#### Exercise requirements
Write what comes next in the sermon on 1 Corinthians 1:26-31 below, starting right after its last sentence.

#### Excerpt provided
— Begin —
Sixth Sunday after Epiphany February 12, 2023
1 Corinthians 1:26-31
398, 414, 477, 457
Hymns from The Lutheran Hymnal (1941) unless otherwise noted
Sermon Audio: https://anchor.fm/ministrybymail
Prayer of the Day: O Lord, graciously hear the prayers of Your people that we who struggle with sin and its consequences in this world may be mercifully delivered by Your goodness to the glory of Your name. We pray this in His name, Who lives and reigns with You and the Holy Spirit, one God, now and forever. Amen.
For consider your calling, brothers: not many of you were wise according to worldly standards, not many were powerful, not many were of noble birth. But God chose what is foolish in the world to shame the wise; God chose what is weak in the world to shame the strong; God chose what is low and despised in the world, even things that are not, to bring to nothing things that are, so that no human being might boast in the presence of God. And because of Him you are in Christ Jesus, who became to us wisdom from God, righteousness and sanctification and redemption, so that, as it is written, “Let the one who boasts, boast in the Lord.” (ESV)
Let me see a show of hands: How many rocket scientists do we have with us here this morning? How many 4-star generals? How many mayors do we have here at church this morning? Governors? Congressmen? Congresswomen? Any members of royalty with us here this morning? None? Apparently, we have something in common with the church that Paul was writing to in Corinth. Most of them were just “ordinary” people like you and me. Paul writes in the first verse of our text, “not many of you were wise according to worldly standards, not many were powerful, not many were of noble birth.“ (v. 26)
This general observation still holds true today. How many people who control the media in our country, how many movie stars and entertainers, how many billionaire industry leaders, how many world-renowned scholars are Bible-believing, church-going Christians? There are some, no doubt, but like Paul said “not many.” When we take a look at our small Lutheran church body (the CLC) and our small Lutheran congregation, we will quickly realize that there really aren’t many at all among us who are “wise according to worldly standards, not many were powerful, not many were of noble birth.“ From a worldly perspective this should give us an inferiority complex. But our glory is not our intelligence, might, or nobility in the eyes of the world. We glory in someone and something far greater. Our boast is in the One who by His grace has made us numbered among the wisest and most powerful people ever to walk the face of this earth. The Lord, our creator, redeemer, and comforter is our glory! Therefore, Let us Boast in the LORD! We 1. Boast in the Wisdom of His “Foolishness,” and 2. Boast in the Strength of our “Weakness.”
— End —
#### Material provided
— Begin —
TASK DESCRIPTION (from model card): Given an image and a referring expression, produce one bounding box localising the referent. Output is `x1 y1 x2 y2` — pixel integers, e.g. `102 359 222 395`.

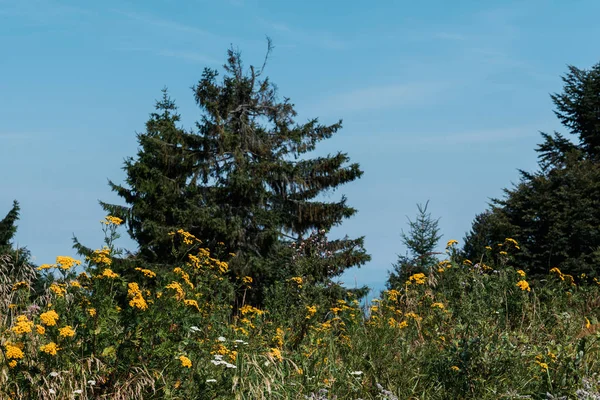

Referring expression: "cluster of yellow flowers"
11 315 34 335
446 239 458 248
58 325 75 337
90 246 112 265
50 283 67 297
135 267 156 278
166 281 185 300
183 299 200 311
40 342 60 356
268 347 283 362
4 342 25 360
515 280 531 292
40 310 58 326
98 268 119 279
127 282 148 311
306 306 317 319
179 356 192 368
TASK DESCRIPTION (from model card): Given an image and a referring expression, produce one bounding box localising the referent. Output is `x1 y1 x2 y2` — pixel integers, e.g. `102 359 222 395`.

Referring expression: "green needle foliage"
90 42 369 303
464 64 600 276
386 201 442 289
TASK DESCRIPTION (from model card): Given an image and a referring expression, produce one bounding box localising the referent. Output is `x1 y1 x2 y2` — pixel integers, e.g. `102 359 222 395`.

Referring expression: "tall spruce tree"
464 64 600 276
386 201 442 289
95 42 369 302
0 200 21 254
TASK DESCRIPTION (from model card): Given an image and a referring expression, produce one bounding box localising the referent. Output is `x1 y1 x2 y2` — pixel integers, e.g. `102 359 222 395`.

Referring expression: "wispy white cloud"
156 50 220 64
0 132 36 140
111 9 217 37
396 124 541 146
311 82 453 114
259 19 354 50
116 46 221 65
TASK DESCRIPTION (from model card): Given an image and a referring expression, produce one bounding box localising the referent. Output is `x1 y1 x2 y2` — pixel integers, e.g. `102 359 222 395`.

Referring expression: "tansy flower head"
179 356 192 368
40 310 58 326
4 343 25 359
515 280 531 292
56 256 81 270
58 325 75 337
101 268 119 279
40 342 60 356
11 315 34 335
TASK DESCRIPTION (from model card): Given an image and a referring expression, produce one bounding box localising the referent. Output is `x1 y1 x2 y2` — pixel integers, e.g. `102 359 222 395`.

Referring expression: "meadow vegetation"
0 217 600 399
0 48 600 400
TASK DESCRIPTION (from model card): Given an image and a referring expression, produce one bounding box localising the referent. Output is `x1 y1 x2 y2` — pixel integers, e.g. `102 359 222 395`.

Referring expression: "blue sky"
0 0 600 290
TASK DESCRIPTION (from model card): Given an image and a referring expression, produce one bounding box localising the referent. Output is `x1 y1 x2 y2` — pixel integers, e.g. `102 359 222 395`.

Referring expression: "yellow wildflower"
183 300 200 311
515 280 531 292
166 281 185 300
179 356 192 368
58 325 75 337
40 310 58 326
40 342 60 356
135 267 156 278
101 268 119 279
50 283 67 297
306 306 317 319
90 246 112 265
269 347 283 361
4 343 25 359
127 282 148 311
56 256 81 270
446 239 458 248
70 281 81 288
11 315 34 335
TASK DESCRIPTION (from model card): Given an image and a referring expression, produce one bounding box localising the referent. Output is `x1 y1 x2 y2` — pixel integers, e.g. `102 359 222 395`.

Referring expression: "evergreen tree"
386 201 442 289
0 200 21 254
464 64 600 276
92 42 369 301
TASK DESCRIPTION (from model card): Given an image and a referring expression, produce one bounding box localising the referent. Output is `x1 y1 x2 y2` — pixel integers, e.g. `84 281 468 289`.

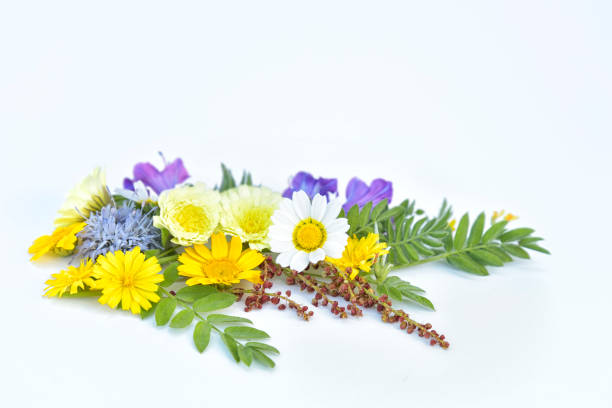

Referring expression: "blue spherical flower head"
77 202 161 261
283 171 338 201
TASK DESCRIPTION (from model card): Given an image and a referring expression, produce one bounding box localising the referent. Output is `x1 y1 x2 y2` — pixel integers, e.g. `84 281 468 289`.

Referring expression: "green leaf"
238 344 253 367
176 285 217 302
225 326 270 339
453 213 470 250
193 292 236 313
346 204 359 231
160 227 170 248
170 309 195 329
370 198 389 220
193 321 211 353
482 221 508 244
155 298 176 326
251 349 276 368
206 314 253 324
159 262 179 288
468 249 504 266
447 254 489 276
246 341 280 354
359 201 372 225
467 212 485 247
221 333 240 363
499 228 534 242
502 244 529 259
140 303 157 320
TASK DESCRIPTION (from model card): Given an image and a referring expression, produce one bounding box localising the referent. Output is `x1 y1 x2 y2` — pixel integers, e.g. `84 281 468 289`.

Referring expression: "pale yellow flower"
221 185 281 251
153 183 220 246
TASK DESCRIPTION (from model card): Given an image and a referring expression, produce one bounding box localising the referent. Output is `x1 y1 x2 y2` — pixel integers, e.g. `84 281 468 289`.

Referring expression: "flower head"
55 167 111 227
221 185 281 250
270 191 349 272
178 233 264 285
78 202 161 259
93 247 164 314
45 259 94 297
123 153 189 194
283 171 338 200
342 177 393 213
327 233 389 279
28 222 86 261
115 180 157 205
153 183 220 246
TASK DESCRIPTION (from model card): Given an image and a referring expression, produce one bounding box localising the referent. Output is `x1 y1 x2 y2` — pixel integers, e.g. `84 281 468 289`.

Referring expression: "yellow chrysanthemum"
153 183 220 246
94 247 164 314
221 185 281 251
55 167 111 227
178 233 264 286
327 233 389 279
28 222 87 261
45 259 94 297
491 210 518 223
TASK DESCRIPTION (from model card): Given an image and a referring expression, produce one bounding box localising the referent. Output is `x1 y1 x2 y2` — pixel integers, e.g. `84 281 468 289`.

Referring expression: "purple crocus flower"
342 177 393 213
283 171 338 200
123 153 189 194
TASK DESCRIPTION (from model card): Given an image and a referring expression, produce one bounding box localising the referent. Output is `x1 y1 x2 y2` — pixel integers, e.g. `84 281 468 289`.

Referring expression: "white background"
0 0 612 407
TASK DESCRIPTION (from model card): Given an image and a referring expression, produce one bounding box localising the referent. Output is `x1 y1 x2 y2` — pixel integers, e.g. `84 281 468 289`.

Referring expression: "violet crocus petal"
342 177 393 213
157 158 189 194
123 177 134 191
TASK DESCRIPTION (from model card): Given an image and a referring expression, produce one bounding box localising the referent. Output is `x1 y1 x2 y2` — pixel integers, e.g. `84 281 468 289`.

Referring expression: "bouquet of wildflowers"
29 156 548 367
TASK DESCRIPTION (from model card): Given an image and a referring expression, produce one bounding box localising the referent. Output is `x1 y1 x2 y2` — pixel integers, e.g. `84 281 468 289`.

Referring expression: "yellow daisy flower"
153 183 220 246
327 233 389 279
28 222 87 261
178 233 264 286
45 259 94 297
94 247 164 314
221 185 281 251
55 167 111 227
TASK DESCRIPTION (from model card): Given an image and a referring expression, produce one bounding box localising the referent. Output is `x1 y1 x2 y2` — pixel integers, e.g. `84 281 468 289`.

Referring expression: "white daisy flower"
268 191 349 272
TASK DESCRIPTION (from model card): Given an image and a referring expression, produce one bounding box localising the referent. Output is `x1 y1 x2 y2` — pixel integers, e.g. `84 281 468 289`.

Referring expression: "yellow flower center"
202 260 240 282
174 204 208 232
239 207 274 234
293 218 327 252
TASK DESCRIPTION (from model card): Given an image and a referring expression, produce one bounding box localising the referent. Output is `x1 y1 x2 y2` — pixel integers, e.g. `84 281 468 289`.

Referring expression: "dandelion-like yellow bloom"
28 222 87 261
153 183 220 246
327 233 389 279
45 259 94 297
94 247 164 314
55 167 111 227
221 185 281 251
178 233 264 286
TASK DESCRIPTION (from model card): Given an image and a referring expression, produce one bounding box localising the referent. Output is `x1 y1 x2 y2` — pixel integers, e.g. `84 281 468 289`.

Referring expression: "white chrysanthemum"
153 183 220 246
269 191 349 272
221 185 281 251
55 167 111 227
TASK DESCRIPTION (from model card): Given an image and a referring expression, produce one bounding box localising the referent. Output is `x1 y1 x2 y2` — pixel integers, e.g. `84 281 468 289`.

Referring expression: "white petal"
270 239 295 253
277 198 300 224
325 218 350 235
323 235 348 258
310 194 327 221
276 249 297 268
291 190 310 220
308 248 325 263
289 251 308 272
321 197 342 225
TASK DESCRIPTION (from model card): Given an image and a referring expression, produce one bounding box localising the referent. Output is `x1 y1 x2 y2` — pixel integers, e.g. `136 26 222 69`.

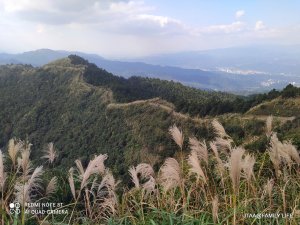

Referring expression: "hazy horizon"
0 0 300 58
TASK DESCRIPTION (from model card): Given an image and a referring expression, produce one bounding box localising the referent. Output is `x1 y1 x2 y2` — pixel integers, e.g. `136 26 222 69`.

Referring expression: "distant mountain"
0 55 241 176
135 45 300 76
0 49 300 94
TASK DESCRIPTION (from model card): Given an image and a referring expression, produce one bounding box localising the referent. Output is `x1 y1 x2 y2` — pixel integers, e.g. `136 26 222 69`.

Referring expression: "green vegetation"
0 117 300 225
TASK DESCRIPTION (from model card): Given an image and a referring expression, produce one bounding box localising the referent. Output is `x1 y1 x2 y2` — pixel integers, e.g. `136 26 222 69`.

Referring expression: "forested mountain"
0 49 300 94
0 55 299 176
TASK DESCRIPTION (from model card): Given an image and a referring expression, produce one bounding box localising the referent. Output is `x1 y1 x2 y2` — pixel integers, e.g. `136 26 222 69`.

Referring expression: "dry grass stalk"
229 147 245 194
189 138 208 164
242 154 255 183
266 116 273 137
159 158 182 191
8 139 24 169
80 154 107 190
169 124 184 149
188 150 206 183
0 150 6 190
68 167 76 199
212 119 229 138
41 142 57 164
128 166 140 188
214 137 232 156
209 142 225 185
211 195 219 224
45 177 57 196
18 148 32 181
283 141 300 165
136 163 154 179
15 166 43 205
— End —
#### Written response
It is very easy, isn’t it, to fall into the trap of placing too high a value on the “wisdom” of the world. If we don’t have enough degrees hanging on our wall we can feel like no one is going to listen seriously to what we have to say. We can become intimidated by the “intellectuals” of our world who look down upon us as being “simple minded” for trusting in Jesus, and being “closed minded” for following the Words of Scripture as the one source of truth and life. Yet, this is not how the Bible talks about the “wisdom” of the world. There are certainly many things we can learn and be taught by secular teachers that is very useful and important for this life, but that is where this “wisdom” will end—in this life. The only true wisdom that will carry on into eternity is the wisdom of God, the wisdom of Salvation found in Jesus Christ and Him Crucified (cf. 2 Timothy 3:15). Don’t expect the unbelieving world to value this wisdom, however. Paul says just a few verses before our sermon text, “For the message of the cross is foolishness to those who are perishing, but to us who are being saved it is the power of God…For since, in the wisdom of God, the world through wisdom did not know God, it pleased God through the foolishness of the message preached to save those who believe.” (1 Corinthians 1:18,21 NKJV)
Worldly opinion does not, and cannot, change the value of God’s wisdom of salvation in Christ. One Lutheran scholar once wrote, “Humanity has never saved a single soul; divinity alone can do that. The beauties of art, the discoveries of science, the charms of music, the attractions of the drama, the speculations of philosophy—none of these has ever brought true peace to a single sinner’s soul. Not in all the ages that have passed. Only one thing can do that: the ‘foolishness’ of the preaching of the cross of Christ.” (Lenski, R.C.H., Eisenach Epistle Selections Vol. I, p. 373)
All the wisdom of the world is shown to be “foolishness” in reality, since it cannot even answer the great questions of life that are asked by every soul: “Who am I? Where did I come from? Where am I going, and how am I going to get there?” Only the Bible can answer these questions with the Truth. This is why Paul says in our text, “But God chose what is foolish in the world to shame the wise.” (v. 27a)
He goes on to say in this same verse, “God chose what is weak in the world to shame the strong.” (v. 27b) This has been God’s chosen method of operation throughout history.
God chose a shepherd boy, David, to kill a mighty giant with a sling and a stone and went on to make him Israel’s mightiest king. Worldly wisdom and common sense would have told David to turn tail and run once he found out Saul’s armor didn’t fit him.
God’s very own Son, Jesus, the One by whom all things were made was born in a cattle barn to a humble young virgin and a lowly carpenter. Worldly wisdom and common sense would have had Jesus born in a palace to the king of Israel, but the king wasn’t even interested in letting this baby Savior live.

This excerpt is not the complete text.